CONSIGNES.
**A.** Selon la critique de Conjuring, pourquoi l'industrie hollywoodienne ne pouvait-elle plus se fier uniquement aux blockbusters en 2013 ? Répondez en une à trois phrases.
**B.** Comment rendre en anglais cette phrase de la critique de Conjuring : « Le Monsieur avait déjà le don inné de transformer à peu près tout ce qu’il touchait en or. » ?

Film somme du genre “paranormal” par James Wan, Conjuring est surtout la plus grosse suée d’effroi de l’année cinématographique 2013. Et de très loin.
Synopsis : Avant Amityville, il y avait Harrisville… The Conjuring raconte l’histoire horrible, mais vraie, d’Ed et Lorraine Warren, enquêteurs paranormaux réputés dans le monde entier, venus en aide à une famille terrorisée par une présence inquiétante dans leur ferme isolée… Contraints d’affronter une créature démoniaque d’une force redoutable, les Warren se retrouvent face à l’affaire la plus terrifiante de leur carrière…
Blockbusters contre rentabilité terrifiques
Critique : En 2013 l’industrie hollywoodienne savait qu’elle ne pouvait plus se fier uniquement aux blockbusters. Les flops colossaux de Battleship, Cloud Atlas, GI Joe 2, John Carter ou Lone Ranger ont rappelé à l’esprit des nababs des studios les pertes énormes qu’ils pouvaient essuyer quand à côté, dans le genre horrifique, des micro-budgets de moins de 5 millions de dollars garantissaient, sans aucun risque initial, et ce sur le seul territoire américain, des recettes supérieures à 50 millions, avec la perspective de franchises assurées. L’exemple de Paranormal activity nous vient immédiatement à l’esprit, mais aussi Mama, Sinister, Saw, Insidious…
Ces deux derniers étaient déjà le fruit du travail de James Wan, amateur tordu de séries B, loin des Fast and Furious et Aquaman à cette époque. Le Monsieur avait déjà le don inné de transformer à peu près tout ce qu’il touchait en or.

DONNÉES FOURNIES.

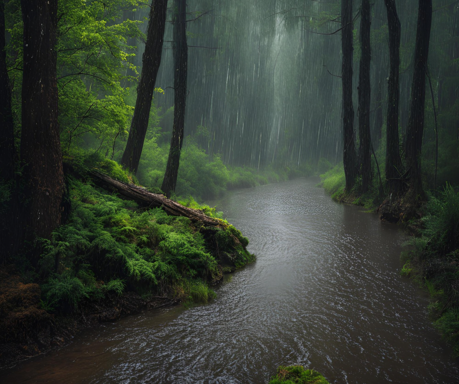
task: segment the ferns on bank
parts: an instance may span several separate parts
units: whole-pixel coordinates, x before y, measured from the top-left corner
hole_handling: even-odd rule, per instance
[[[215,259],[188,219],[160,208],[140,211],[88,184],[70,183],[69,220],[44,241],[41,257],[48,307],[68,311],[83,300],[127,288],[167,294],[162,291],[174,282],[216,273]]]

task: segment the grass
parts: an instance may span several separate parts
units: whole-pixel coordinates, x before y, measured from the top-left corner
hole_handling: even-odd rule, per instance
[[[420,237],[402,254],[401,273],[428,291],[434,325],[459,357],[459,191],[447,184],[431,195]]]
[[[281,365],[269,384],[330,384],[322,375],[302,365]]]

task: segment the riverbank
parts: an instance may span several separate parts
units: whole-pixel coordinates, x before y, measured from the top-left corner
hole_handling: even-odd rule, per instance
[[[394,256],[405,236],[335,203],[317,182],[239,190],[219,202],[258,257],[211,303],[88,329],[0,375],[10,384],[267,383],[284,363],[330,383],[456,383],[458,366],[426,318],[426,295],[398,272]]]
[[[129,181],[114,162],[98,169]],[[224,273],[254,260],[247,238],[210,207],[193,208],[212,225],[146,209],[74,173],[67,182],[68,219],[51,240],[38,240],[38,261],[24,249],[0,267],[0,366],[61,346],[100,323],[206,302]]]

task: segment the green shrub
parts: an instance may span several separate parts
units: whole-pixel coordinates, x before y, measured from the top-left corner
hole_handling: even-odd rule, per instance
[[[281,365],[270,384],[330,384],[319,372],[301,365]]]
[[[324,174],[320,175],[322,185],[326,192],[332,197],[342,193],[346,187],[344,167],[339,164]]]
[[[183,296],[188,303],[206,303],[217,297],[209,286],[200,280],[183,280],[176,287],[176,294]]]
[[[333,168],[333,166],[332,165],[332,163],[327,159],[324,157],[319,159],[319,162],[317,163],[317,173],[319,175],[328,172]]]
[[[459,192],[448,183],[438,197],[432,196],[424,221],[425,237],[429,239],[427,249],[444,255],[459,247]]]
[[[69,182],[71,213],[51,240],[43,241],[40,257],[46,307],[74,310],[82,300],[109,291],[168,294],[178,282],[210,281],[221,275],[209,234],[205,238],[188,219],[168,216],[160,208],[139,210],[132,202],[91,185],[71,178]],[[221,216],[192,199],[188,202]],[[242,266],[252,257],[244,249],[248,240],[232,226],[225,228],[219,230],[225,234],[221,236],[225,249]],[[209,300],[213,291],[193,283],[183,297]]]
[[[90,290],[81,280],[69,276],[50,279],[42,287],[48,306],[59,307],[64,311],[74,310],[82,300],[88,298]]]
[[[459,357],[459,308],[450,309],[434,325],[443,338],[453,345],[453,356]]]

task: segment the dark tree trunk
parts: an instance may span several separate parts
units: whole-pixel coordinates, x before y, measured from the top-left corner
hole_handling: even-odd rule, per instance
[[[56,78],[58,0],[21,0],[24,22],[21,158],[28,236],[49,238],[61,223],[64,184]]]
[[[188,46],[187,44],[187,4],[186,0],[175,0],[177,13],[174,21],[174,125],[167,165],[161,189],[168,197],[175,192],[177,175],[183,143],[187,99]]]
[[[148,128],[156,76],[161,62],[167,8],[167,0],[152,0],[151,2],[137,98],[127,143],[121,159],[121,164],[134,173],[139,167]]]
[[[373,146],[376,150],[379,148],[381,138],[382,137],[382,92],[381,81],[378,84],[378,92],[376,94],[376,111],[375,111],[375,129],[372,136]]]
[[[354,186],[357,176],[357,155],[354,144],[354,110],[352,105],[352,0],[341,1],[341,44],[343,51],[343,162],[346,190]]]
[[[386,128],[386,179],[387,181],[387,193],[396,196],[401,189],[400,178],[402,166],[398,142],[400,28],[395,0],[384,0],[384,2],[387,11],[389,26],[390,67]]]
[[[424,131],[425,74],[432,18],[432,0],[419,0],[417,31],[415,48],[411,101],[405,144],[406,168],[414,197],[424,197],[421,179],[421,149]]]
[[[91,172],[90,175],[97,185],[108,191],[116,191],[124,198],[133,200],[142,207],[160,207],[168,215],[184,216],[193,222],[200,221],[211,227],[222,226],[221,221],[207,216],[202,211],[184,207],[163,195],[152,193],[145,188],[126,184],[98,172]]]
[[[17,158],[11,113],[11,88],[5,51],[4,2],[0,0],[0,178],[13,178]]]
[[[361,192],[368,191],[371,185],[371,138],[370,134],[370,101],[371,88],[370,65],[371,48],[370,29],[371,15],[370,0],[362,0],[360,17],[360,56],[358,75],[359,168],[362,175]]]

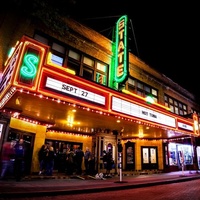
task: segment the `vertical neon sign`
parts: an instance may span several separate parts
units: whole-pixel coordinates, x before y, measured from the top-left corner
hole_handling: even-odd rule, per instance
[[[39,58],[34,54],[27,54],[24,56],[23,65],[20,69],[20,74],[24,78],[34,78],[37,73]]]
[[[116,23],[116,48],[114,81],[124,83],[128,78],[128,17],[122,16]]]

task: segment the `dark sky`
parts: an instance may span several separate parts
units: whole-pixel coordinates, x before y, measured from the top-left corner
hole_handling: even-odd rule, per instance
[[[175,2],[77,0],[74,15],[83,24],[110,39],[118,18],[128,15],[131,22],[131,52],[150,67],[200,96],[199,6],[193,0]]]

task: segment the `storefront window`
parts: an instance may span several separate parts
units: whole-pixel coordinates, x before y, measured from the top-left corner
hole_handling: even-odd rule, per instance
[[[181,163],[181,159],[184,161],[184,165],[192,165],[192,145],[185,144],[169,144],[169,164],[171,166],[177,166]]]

RÉSULTATS.
**A.** Les flops colossaux de Battleship, Cloud Atlas, GI Joe 2, John Carter ou Lone Ranger avaient rappelé aux nababs des studios les pertes énormes qu'ils pouvaient essuyer. À côté, dans le genre horrifique, des micro-budgets de moins de 5 millions de dollars garantissaient sans aucun risque initial, sur le seul territoire américain, des recettes supérieures à 50 millions. Ces films offraient en plus la perspective de franchises assurées.

**B.** The man already had an innate gift for turning almost everything he touched into gold.